# INPUT RECORDS:
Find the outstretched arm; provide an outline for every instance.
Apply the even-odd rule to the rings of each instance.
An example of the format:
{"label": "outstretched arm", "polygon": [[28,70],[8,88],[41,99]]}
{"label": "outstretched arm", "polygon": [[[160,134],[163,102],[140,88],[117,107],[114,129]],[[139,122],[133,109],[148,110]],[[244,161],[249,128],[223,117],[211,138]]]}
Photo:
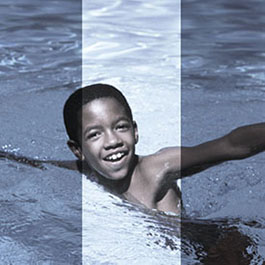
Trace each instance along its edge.
{"label": "outstretched arm", "polygon": [[79,169],[79,162],[77,160],[68,160],[68,161],[60,161],[60,160],[38,160],[28,158],[22,155],[17,155],[11,152],[6,152],[0,150],[0,158],[5,158],[9,160],[16,161],[18,163],[26,164],[32,167],[36,167],[42,170],[45,170],[45,164],[51,164],[58,167],[63,167],[71,170]]}
{"label": "outstretched arm", "polygon": [[181,149],[181,170],[209,167],[227,160],[250,157],[265,150],[265,123],[239,127],[229,134],[194,147]]}
{"label": "outstretched arm", "polygon": [[[239,127],[229,134],[192,147],[170,147],[157,153],[174,178],[203,171],[228,160],[247,158],[265,150],[265,123]],[[181,176],[179,174],[181,172]]]}

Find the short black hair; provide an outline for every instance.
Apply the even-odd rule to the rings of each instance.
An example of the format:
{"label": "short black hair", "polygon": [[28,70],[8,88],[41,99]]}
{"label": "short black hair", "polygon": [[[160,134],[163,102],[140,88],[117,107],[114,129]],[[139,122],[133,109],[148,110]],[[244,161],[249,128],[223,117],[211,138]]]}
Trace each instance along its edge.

# EXERCISE DETAILS:
Repeat the whole of the material above exactly, but keep the pictures out.

# SOLUTION:
Find the outstretched arm; provide an outline for every instance.
Apply the even-odd rule to the rings of each instance.
An example of the format:
{"label": "outstretched arm", "polygon": [[28,70],[8,88],[41,99]]}
{"label": "outstretched arm", "polygon": [[[160,134],[163,102],[140,88],[117,107],[114,129]],[[139,122],[133,109],[148,110]],[[244,161],[249,128],[223,117],[211,138]]]}
Photo:
Trace each instance along its edge.
{"label": "outstretched arm", "polygon": [[79,169],[79,162],[77,160],[68,160],[68,161],[60,161],[60,160],[38,160],[28,158],[22,155],[17,155],[11,152],[6,152],[0,150],[0,158],[5,158],[9,160],[16,161],[18,163],[26,164],[32,167],[36,167],[42,170],[45,170],[45,164],[51,164],[58,167],[63,167],[71,170]]}
{"label": "outstretched arm", "polygon": [[181,149],[181,170],[209,167],[227,160],[250,157],[265,150],[265,123],[239,127],[229,134],[194,147]]}
{"label": "outstretched arm", "polygon": [[[239,127],[229,134],[192,147],[170,147],[157,153],[174,178],[203,171],[228,160],[247,158],[265,150],[265,123]],[[181,176],[179,174],[181,172]]]}

Find the short black hair; provide an outline for every instance.
Apply the even-odd rule to the rings of each instance.
An example of the format:
{"label": "short black hair", "polygon": [[28,70],[8,88],[41,99]]}
{"label": "short black hair", "polygon": [[[160,134],[163,102],[140,88],[117,107],[114,129]],[[139,122],[133,109],[148,110]],[[244,161],[249,128],[223,117],[211,138]]]}
Trace each instance along its edge.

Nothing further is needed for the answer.